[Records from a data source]
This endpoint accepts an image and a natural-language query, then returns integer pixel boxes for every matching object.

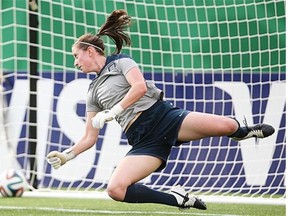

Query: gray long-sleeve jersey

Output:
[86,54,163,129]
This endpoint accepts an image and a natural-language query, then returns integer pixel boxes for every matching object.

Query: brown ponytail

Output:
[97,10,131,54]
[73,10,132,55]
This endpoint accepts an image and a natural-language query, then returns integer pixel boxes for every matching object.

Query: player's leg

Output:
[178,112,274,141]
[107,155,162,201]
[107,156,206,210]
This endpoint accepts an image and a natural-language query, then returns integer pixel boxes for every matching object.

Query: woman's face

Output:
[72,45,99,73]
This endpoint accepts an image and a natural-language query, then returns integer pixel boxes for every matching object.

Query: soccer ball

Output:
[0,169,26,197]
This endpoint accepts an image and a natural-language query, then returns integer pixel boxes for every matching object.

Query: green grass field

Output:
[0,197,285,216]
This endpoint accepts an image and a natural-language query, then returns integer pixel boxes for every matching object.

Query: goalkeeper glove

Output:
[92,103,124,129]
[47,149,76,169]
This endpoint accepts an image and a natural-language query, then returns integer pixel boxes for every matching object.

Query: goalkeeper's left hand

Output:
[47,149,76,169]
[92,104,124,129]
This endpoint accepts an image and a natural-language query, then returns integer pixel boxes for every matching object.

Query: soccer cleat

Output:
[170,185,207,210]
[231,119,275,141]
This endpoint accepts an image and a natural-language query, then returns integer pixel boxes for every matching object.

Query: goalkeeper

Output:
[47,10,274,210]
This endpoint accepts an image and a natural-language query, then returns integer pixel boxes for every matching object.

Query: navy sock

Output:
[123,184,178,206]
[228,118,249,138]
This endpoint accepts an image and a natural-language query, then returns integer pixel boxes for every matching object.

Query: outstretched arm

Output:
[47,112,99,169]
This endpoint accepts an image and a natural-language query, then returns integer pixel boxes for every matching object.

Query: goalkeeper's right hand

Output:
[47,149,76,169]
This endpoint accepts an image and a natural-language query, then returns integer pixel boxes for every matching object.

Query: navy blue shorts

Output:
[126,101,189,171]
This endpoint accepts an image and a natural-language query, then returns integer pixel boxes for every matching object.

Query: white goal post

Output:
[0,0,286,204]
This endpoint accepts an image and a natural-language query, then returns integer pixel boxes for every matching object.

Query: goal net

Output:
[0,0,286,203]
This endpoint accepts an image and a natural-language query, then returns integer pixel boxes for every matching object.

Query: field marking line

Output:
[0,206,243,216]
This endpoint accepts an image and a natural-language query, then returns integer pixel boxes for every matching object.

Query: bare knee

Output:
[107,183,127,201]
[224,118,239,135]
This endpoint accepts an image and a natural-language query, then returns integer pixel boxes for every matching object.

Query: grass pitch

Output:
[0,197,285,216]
...
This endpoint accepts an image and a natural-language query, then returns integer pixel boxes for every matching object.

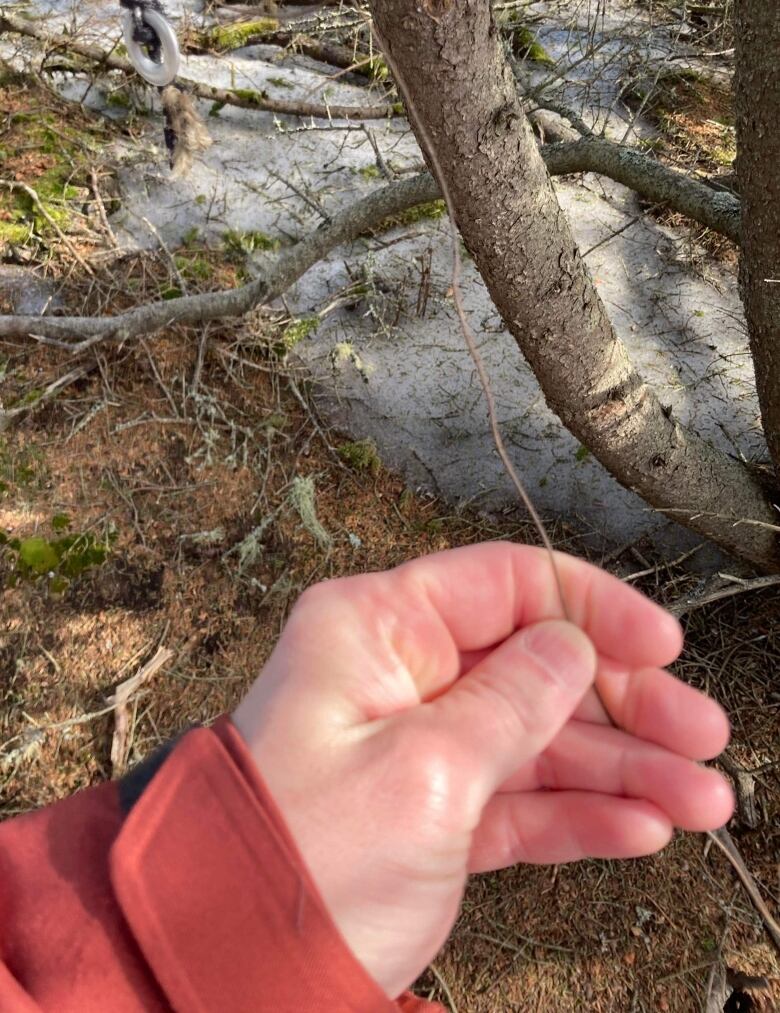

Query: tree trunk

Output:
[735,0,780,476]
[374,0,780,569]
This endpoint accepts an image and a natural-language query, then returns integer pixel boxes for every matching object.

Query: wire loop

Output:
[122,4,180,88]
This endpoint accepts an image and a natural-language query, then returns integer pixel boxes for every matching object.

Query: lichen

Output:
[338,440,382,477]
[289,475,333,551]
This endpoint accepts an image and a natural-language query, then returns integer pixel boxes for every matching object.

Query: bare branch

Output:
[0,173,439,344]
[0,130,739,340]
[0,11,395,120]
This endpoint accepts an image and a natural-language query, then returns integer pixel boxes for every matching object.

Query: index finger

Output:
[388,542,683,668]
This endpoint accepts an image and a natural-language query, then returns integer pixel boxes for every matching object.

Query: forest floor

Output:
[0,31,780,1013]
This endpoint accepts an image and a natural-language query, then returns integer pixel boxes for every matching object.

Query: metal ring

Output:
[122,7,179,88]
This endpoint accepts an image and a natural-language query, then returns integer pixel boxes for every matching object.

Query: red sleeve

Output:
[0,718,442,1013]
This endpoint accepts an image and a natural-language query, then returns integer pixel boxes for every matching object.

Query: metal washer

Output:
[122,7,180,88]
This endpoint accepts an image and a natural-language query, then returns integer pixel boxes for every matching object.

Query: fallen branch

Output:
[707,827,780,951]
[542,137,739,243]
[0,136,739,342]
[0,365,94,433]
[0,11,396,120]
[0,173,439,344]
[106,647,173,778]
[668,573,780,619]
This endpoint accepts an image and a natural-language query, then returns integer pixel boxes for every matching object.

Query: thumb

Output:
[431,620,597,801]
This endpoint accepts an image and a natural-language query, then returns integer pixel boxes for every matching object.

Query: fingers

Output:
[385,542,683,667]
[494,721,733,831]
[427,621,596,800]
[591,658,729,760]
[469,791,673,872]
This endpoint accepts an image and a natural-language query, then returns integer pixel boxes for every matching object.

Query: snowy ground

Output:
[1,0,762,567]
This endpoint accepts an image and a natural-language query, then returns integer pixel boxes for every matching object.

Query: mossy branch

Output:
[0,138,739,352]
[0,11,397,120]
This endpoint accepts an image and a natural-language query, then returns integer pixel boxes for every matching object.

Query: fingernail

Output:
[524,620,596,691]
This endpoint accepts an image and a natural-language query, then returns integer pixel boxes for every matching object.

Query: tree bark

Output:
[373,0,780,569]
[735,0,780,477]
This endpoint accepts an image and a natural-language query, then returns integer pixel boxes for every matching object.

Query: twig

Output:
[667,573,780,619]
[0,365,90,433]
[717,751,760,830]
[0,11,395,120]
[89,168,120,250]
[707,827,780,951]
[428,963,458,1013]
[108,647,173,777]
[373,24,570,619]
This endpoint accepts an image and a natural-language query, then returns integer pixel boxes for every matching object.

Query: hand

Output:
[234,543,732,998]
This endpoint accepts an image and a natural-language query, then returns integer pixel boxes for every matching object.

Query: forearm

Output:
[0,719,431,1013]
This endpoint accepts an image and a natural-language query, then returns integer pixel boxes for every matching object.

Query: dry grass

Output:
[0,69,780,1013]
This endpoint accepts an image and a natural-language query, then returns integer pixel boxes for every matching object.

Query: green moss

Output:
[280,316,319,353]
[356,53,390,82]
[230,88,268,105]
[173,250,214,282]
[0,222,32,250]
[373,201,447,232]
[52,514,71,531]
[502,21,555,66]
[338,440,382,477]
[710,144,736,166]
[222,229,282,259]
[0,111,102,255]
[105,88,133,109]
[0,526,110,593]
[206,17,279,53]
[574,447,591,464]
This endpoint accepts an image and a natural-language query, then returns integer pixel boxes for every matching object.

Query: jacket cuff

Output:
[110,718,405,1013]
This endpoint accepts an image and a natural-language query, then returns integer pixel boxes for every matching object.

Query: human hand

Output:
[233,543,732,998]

WHAT TO WORK ON: List every line in the records above that contains the string "field". Matching is case-sensitive.

TASK RESULT:
Query: green grass field
Query: field marking line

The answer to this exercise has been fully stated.